Islamic cultural centre located in Geylang, Singapore

The Islamic Centre Jamiyah (Malay: Pusat Islam Jamiyah; Arabic: مركز الجامعة الاسلامي; transliterated Markaz al-Jāmi‘ah al-Islāmī) is an Islamic cultural centre located in Geylang, Singapore. It is the main headquarters of the Jamiyah Singapore organization. Although the centre was established as early as 1932, the current building, which contains a mosque, conference hall, and offices, was opened in 1985.

== History ==
The centre was founded in 1932 as a single-story building. It was destroyed during World War II (1941–1945) and was hence completely rebuilt in 1949. Later in 1967, the centre was rebuilt again and renamed as the King Faisal Muslim Lecture Hall, in recognition of the Faisal bin Abdulaziz Al Saud who financed a complete reconstruction of the place. The centre was then torn down and reconstructed from the ground up in the 1980s, before being reopened in 1985 as a new four-storey building which contained a mosque, offices and general headquarters for the Jamiyah Singapore organization. The construction of the mosque was financed by the Angullia family that was also responsible for building Masjid Angullia at Farrer Park, Masjid Haji Yusoff at Upper Serangoon, and reconstructing Masjid Kebun Limau at Whampoa. The building was later upgraded in 1997, with three more storeys added to the top of the building.

[Job]: Turn the paragraph in the passage on the Islamic Centre Jamiyah that begins "The centre was founded in 1932" into a short list that keeps its main facts. The material after this passage has nothing to do with what is asked here.

[Dataset]:
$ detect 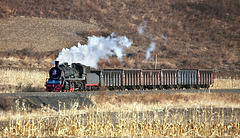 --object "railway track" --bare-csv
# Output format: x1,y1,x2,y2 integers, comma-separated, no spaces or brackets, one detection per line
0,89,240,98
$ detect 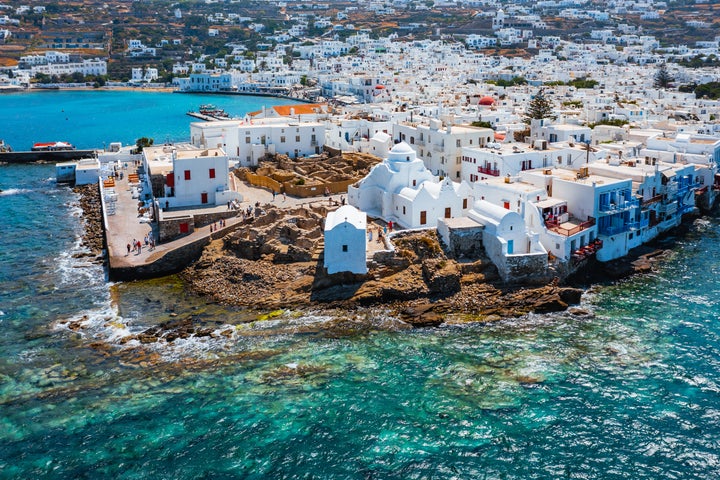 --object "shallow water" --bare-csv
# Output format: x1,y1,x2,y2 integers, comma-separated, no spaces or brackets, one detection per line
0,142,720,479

==

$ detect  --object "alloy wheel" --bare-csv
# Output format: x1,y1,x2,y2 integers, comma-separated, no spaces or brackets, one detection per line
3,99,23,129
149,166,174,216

[Full response]:
- 1932: The centre was founded as a single-story building.
- World War II (1941–1945): The building was destroyed.
- 1949: The centre was completely rebuilt.
- 1967: It was rebuilt again and renamed the King Faisal Muslim Lecture Hall, in recognition of Faisal bin Abdulaziz Al Saud, who paid for the reconstruction.
- 1980s: The centre was torn down and rebuilt from the ground up.
- 1985: It reopened as a four-storey building with a mosque, offices and the headquarters of Jamiyah Singapore.
- The Angullia family paid for the mosque. The family also built Masjid Angullia and Masjid Haji Yusoff and rebuilt Masjid Kebun Limau.
- 1997: Three more storeys were added to the top of the building.